Goal: Repeat the following lines exactly and nothing else: the line containing "each like (312,189)." and each line after it through the end of the listing.

Input records:
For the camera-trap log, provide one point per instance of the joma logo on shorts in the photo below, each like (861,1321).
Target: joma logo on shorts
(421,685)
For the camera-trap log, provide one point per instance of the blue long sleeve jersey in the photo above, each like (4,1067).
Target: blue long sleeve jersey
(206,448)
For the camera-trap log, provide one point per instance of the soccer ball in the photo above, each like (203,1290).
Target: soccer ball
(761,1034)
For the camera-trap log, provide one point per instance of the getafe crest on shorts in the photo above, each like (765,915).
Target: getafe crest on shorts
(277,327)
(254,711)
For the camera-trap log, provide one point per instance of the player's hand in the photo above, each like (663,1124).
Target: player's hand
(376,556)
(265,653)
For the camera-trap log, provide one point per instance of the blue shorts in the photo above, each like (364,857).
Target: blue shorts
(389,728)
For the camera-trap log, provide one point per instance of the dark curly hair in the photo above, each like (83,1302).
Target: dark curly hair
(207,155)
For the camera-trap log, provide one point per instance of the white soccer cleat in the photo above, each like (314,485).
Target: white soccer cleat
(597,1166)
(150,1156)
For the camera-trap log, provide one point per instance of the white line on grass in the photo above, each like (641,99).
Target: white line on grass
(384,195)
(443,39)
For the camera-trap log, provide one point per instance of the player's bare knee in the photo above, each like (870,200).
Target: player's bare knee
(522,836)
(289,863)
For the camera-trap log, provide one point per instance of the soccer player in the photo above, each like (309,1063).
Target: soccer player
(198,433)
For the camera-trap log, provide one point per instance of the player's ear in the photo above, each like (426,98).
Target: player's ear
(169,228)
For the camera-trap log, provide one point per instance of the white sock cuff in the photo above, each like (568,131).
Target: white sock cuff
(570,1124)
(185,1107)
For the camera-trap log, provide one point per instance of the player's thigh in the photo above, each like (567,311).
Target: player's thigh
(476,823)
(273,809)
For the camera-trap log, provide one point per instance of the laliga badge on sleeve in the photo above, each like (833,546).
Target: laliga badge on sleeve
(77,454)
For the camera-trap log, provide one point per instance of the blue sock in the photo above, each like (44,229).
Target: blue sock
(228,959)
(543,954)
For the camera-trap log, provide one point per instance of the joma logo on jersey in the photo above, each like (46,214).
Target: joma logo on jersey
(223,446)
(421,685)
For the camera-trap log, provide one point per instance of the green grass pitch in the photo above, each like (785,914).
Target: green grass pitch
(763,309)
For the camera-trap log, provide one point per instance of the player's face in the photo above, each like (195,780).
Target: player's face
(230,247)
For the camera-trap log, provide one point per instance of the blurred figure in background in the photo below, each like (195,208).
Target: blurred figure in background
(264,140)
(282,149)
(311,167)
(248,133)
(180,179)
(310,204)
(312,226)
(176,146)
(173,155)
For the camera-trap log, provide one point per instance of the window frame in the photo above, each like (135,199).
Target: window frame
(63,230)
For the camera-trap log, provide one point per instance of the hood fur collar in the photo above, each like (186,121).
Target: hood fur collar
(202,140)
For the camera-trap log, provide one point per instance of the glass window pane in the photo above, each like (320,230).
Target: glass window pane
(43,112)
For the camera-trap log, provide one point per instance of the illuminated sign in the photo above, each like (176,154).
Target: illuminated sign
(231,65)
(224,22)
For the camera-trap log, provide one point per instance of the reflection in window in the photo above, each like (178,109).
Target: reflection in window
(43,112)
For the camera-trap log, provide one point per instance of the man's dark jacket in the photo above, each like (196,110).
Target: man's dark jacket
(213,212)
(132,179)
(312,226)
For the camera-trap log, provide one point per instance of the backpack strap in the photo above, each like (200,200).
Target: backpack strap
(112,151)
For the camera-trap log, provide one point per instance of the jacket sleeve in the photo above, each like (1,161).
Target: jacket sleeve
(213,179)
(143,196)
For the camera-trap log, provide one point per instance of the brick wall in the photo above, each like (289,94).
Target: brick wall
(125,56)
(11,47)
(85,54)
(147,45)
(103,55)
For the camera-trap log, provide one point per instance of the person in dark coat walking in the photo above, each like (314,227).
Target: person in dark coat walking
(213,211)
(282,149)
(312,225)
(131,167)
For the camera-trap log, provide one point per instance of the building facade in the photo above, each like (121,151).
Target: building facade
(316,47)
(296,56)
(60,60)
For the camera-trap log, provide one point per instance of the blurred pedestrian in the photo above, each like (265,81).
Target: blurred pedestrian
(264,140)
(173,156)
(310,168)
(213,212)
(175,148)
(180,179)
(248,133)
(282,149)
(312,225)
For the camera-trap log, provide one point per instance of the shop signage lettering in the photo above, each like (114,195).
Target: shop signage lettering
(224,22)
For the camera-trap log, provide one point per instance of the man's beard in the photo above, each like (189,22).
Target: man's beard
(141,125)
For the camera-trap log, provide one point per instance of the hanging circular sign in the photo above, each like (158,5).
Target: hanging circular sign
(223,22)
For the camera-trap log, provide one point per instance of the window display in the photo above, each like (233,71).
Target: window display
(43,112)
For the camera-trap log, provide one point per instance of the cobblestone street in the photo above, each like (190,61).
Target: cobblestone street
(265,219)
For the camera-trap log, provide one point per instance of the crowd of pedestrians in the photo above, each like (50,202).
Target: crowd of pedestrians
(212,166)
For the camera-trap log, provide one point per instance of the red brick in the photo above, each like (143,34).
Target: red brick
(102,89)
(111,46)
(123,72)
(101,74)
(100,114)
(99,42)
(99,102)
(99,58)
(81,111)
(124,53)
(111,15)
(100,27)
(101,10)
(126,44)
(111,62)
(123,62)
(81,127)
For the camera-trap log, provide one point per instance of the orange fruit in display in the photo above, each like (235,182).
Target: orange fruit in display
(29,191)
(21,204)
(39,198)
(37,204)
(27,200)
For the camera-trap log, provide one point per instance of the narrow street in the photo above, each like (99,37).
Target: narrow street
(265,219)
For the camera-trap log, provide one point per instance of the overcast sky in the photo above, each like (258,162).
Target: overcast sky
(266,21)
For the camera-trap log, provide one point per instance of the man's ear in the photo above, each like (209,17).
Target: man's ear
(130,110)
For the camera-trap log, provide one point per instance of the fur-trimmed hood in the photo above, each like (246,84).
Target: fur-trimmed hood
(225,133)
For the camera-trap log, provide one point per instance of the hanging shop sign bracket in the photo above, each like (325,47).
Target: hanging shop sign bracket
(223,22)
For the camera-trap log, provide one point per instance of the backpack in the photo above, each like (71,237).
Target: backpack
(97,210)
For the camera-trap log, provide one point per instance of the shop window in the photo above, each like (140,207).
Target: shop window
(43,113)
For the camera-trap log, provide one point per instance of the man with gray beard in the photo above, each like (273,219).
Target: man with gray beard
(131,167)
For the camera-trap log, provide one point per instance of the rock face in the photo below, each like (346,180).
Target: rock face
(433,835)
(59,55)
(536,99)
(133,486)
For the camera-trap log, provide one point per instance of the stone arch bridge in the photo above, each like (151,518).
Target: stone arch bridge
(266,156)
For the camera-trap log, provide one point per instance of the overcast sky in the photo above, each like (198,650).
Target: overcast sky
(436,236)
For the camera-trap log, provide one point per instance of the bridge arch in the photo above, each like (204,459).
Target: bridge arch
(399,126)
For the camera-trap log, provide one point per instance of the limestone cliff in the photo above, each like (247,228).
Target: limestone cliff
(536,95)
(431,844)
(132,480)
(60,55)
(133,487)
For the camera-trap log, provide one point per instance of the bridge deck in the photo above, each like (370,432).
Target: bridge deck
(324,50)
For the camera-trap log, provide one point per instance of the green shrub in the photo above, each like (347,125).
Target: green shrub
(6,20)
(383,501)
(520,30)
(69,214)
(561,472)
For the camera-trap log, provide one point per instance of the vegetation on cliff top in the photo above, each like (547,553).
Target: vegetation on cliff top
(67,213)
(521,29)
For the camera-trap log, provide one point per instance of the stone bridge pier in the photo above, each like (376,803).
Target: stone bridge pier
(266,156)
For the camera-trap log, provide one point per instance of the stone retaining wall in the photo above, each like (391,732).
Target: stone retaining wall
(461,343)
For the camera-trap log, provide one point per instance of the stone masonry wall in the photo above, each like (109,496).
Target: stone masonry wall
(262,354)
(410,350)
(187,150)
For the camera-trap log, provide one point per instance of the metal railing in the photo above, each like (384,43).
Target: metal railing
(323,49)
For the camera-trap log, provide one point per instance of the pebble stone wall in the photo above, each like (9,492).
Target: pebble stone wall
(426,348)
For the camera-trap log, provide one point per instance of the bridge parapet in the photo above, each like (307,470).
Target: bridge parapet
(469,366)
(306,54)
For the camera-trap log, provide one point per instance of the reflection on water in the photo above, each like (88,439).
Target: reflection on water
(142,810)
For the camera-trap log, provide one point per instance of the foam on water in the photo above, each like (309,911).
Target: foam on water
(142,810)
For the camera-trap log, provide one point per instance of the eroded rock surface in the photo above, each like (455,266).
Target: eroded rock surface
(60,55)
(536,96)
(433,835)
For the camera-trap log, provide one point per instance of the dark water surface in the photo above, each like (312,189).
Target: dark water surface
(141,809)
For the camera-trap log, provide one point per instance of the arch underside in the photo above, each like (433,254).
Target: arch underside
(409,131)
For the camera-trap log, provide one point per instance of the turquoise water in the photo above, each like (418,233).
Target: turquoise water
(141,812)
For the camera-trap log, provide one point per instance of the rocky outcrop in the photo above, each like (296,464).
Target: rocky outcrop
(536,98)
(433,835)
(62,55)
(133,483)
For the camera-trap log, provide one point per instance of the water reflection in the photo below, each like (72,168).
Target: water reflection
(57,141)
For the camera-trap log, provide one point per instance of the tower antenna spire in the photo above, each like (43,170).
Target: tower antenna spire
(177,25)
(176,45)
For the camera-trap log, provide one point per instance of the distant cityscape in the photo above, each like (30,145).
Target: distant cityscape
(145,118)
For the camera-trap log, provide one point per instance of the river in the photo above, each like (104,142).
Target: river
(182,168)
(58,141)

Solution to this problem:
For the camera-trap log, provide one point per instance of the dark water surface in the photo above, each like (312,189).
Target: dark water surface
(141,809)
For the camera-trap log, provide one point per instance of the arch underside in the photo above, each like (433,254).
Target: arch underside
(409,131)
For the camera-trap log, provide one point per instance of the turquoise water in the photo above, each like (418,233).
Target: turquoise water
(141,812)
For the camera-trap log, provide one point per instance of the rocky outcrop in the photo above, each like (296,464).
Target: rocky outcrop
(536,98)
(433,835)
(62,55)
(133,483)
For the camera-trap log, provide one point per instance of the water reflection in the photo below, each like (72,168).
Target: water reflection
(57,141)
For the camera-trap log, provide one point per instance of the tower antenna spire in the photo above, each like (43,170).
Target: tower antenna spire
(177,25)
(176,45)
For the camera-trap log, provide one point per instance of the distant cityscape in the photo above, each like (30,145).
Target: distant cityscape
(145,118)
For the camera-trap log, provide one point per instance of the river in the photo above, each like (104,142).
Target: river
(182,168)
(58,141)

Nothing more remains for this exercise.